***** Records for the exercise
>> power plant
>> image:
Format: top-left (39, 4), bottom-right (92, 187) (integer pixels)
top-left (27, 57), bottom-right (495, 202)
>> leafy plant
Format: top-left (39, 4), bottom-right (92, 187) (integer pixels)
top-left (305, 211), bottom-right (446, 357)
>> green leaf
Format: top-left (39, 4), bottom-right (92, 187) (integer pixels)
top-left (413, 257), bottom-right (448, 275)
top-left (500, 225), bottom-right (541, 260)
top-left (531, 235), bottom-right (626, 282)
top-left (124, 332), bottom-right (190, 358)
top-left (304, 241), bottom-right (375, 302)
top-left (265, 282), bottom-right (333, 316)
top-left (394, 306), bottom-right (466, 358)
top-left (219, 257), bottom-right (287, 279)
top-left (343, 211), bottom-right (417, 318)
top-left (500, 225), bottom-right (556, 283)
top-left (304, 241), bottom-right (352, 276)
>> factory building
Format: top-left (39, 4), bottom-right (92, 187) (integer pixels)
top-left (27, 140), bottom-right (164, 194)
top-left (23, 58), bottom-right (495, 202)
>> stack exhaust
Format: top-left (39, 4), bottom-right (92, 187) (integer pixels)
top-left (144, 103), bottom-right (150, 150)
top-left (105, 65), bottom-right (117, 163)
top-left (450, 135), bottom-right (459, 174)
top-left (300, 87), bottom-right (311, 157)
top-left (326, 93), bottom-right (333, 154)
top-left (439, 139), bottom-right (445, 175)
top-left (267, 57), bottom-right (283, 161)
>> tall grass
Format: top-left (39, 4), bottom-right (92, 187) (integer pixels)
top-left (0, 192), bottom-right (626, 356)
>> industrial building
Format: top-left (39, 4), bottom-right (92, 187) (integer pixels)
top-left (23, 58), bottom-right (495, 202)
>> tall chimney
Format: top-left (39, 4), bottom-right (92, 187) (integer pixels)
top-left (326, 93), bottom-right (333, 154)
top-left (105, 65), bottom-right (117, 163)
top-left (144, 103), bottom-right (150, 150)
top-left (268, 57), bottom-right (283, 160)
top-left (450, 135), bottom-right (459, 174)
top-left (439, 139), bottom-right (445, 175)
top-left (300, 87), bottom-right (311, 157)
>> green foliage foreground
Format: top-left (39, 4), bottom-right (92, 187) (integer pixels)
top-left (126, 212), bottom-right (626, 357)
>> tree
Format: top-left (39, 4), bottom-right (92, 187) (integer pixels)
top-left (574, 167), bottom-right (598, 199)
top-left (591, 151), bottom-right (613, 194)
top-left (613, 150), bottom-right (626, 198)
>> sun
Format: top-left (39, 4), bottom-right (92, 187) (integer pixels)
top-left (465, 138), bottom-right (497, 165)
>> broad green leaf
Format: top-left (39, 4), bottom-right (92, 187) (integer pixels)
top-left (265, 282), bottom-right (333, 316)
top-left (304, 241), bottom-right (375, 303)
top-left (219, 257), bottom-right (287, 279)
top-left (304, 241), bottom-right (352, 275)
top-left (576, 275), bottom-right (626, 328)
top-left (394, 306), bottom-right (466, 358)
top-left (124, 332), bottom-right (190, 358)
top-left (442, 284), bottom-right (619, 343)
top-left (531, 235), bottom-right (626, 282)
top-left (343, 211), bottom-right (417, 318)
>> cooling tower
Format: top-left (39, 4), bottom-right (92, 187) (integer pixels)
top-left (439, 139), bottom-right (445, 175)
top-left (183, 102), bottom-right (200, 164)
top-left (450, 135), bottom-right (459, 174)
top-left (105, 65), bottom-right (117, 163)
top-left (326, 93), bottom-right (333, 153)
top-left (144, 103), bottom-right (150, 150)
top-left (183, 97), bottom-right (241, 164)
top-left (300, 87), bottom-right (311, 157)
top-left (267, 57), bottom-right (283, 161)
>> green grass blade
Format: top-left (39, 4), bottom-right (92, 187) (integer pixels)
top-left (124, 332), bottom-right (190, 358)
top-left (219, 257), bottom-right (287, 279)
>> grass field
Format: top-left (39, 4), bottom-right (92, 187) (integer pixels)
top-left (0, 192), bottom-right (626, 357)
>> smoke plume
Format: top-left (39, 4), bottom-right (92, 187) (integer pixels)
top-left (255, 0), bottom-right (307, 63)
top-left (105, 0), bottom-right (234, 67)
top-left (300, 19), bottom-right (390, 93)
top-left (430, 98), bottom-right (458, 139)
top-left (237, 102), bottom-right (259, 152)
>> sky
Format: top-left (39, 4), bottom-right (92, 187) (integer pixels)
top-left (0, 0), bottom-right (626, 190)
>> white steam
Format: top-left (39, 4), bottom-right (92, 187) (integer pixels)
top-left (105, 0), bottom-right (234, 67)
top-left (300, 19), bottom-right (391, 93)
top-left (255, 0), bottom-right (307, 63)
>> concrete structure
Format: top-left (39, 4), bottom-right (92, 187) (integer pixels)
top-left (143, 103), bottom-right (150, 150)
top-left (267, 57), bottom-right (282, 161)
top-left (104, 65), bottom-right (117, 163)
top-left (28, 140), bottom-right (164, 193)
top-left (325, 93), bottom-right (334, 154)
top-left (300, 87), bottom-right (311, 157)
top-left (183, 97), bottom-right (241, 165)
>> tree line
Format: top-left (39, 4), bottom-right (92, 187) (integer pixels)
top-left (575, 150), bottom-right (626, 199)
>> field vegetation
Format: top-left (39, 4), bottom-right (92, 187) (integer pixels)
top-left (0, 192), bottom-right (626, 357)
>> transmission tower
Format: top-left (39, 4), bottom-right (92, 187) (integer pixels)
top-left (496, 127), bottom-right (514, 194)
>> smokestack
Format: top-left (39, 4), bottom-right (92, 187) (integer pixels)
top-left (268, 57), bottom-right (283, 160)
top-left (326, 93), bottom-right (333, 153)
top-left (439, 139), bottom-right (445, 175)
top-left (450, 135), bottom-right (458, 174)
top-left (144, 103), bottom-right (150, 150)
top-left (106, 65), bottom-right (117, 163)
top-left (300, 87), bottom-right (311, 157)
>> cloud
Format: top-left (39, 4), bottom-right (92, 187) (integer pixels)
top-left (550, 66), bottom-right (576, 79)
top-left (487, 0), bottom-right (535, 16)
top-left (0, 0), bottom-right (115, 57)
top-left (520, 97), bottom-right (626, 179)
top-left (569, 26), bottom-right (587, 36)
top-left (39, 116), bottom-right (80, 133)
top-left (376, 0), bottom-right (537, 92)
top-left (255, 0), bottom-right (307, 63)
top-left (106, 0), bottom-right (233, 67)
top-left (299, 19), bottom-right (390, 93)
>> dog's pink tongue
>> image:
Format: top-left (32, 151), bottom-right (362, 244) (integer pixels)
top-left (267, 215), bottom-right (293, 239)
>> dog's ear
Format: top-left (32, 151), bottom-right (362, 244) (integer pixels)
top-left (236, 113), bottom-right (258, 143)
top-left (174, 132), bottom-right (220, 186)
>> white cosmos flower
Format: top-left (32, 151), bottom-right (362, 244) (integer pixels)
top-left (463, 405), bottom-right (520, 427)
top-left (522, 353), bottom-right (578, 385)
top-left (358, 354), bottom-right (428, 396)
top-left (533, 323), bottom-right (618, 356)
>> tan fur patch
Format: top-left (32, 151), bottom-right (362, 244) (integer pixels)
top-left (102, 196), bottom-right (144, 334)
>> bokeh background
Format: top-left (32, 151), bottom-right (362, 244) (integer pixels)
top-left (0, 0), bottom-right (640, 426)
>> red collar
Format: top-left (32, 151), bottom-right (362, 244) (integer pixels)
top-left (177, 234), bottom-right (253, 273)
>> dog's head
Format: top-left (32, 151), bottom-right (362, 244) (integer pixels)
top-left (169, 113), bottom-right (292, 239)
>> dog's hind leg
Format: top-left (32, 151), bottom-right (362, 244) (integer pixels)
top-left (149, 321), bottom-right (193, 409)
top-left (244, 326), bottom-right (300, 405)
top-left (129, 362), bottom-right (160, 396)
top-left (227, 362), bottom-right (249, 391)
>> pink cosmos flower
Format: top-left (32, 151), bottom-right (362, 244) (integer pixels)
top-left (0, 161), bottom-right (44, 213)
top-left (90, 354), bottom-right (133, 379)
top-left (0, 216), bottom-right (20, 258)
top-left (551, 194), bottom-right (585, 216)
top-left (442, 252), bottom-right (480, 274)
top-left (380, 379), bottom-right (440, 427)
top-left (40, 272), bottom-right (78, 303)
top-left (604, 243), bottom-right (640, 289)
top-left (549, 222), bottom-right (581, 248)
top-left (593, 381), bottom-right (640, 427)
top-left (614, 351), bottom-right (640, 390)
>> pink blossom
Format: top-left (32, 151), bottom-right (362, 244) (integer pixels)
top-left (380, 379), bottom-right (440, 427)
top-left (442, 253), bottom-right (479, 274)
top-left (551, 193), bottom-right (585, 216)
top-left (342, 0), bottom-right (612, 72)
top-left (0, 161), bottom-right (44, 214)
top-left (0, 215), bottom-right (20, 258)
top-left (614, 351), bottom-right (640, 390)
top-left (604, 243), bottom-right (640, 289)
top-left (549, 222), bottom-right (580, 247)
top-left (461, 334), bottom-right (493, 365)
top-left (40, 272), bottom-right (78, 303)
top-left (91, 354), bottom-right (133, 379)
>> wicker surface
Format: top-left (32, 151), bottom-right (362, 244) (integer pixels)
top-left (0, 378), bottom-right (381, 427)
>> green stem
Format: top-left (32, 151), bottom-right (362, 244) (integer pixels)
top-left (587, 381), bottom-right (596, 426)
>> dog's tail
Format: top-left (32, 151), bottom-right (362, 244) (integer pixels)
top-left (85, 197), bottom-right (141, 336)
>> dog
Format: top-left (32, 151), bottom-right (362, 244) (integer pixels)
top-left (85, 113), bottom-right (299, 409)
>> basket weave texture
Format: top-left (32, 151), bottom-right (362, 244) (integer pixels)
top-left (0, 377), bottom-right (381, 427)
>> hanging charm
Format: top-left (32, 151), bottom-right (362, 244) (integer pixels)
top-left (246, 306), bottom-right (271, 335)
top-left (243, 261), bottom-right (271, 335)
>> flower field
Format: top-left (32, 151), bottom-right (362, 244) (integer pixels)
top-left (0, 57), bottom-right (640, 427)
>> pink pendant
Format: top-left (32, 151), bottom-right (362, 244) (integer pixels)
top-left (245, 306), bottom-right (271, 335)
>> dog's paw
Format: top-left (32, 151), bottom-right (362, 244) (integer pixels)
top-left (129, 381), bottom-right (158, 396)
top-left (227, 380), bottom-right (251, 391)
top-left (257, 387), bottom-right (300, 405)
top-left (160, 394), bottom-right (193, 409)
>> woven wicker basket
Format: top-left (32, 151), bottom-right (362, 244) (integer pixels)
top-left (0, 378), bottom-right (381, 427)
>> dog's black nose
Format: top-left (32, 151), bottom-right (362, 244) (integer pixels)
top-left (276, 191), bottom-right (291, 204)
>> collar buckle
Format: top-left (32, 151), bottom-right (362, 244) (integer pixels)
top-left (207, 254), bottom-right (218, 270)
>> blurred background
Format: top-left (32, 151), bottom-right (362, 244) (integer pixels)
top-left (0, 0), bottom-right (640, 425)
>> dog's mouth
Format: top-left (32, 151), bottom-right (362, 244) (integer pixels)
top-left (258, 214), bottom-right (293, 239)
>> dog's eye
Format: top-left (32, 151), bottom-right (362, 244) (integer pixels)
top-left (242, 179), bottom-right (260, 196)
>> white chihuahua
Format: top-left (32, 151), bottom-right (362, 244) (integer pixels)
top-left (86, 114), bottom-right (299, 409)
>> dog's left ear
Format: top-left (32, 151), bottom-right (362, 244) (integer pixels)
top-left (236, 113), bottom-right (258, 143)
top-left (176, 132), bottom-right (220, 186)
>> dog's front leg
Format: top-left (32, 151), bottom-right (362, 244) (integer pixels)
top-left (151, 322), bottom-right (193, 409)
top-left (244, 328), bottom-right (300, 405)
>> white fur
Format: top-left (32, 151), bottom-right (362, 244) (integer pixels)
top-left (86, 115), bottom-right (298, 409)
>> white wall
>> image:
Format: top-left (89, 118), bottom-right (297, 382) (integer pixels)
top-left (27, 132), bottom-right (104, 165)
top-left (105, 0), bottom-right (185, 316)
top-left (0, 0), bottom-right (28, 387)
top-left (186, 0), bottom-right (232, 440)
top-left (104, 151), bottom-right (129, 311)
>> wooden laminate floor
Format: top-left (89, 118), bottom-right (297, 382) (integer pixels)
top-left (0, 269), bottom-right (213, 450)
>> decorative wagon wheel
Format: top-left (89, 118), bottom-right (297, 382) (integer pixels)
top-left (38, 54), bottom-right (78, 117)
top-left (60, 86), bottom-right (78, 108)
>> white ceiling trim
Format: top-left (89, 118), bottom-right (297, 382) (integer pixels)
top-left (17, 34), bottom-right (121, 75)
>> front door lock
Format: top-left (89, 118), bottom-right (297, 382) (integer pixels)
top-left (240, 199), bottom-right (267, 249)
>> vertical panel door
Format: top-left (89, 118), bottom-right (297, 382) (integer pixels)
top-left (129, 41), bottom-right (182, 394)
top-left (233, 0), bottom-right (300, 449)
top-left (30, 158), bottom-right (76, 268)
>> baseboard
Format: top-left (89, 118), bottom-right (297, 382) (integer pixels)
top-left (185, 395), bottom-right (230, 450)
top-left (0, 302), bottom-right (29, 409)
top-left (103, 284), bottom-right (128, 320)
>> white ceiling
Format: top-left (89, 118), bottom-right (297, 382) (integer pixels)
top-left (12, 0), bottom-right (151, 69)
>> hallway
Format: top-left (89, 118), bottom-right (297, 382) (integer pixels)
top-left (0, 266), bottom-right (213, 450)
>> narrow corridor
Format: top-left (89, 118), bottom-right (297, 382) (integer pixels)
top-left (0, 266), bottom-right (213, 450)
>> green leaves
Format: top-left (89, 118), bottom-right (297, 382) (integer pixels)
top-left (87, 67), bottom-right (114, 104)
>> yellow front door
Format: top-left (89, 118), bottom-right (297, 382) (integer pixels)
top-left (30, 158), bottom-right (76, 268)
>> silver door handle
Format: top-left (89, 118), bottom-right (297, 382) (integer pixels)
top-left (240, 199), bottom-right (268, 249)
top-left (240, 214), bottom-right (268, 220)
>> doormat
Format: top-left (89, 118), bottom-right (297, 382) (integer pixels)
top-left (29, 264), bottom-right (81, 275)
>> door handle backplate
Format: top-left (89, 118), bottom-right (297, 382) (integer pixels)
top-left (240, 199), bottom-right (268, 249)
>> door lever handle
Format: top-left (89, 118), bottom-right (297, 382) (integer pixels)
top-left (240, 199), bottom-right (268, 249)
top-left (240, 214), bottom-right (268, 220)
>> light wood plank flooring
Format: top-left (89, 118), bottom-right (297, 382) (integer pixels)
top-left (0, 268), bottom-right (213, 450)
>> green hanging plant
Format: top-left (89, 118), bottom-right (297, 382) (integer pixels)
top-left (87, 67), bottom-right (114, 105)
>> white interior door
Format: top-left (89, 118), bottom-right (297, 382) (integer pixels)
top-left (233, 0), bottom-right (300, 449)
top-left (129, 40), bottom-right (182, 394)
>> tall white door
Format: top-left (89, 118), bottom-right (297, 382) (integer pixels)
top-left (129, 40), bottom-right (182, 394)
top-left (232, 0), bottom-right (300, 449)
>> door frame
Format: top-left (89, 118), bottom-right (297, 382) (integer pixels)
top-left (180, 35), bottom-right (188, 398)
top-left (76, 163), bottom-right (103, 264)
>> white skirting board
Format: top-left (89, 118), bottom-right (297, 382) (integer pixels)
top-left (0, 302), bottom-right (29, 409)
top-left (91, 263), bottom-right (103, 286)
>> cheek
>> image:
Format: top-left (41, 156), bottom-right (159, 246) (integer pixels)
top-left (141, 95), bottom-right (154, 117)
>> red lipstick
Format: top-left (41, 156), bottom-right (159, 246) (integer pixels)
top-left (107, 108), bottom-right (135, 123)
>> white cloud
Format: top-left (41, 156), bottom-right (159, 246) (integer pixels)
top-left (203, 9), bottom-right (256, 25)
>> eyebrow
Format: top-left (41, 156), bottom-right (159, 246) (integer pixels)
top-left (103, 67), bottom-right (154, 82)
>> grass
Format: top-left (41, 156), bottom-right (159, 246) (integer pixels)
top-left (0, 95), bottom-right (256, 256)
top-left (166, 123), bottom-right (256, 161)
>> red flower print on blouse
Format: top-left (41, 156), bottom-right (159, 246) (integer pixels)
**********
Please rename "leafy plant" to "green shrub" in the items, starting at the first line and ending with the line that contains "top-left (305, 211), bottom-right (446, 357)", and return those lines with everything else unchanged.

Finished answer -
>> power plant
>> image:
Format: top-left (39, 4), bottom-right (92, 187) (integer pixels)
top-left (27, 57), bottom-right (495, 202)
>> green shrub
Format: top-left (39, 4), bottom-right (92, 187) (integer pixels)
top-left (305, 211), bottom-right (446, 357)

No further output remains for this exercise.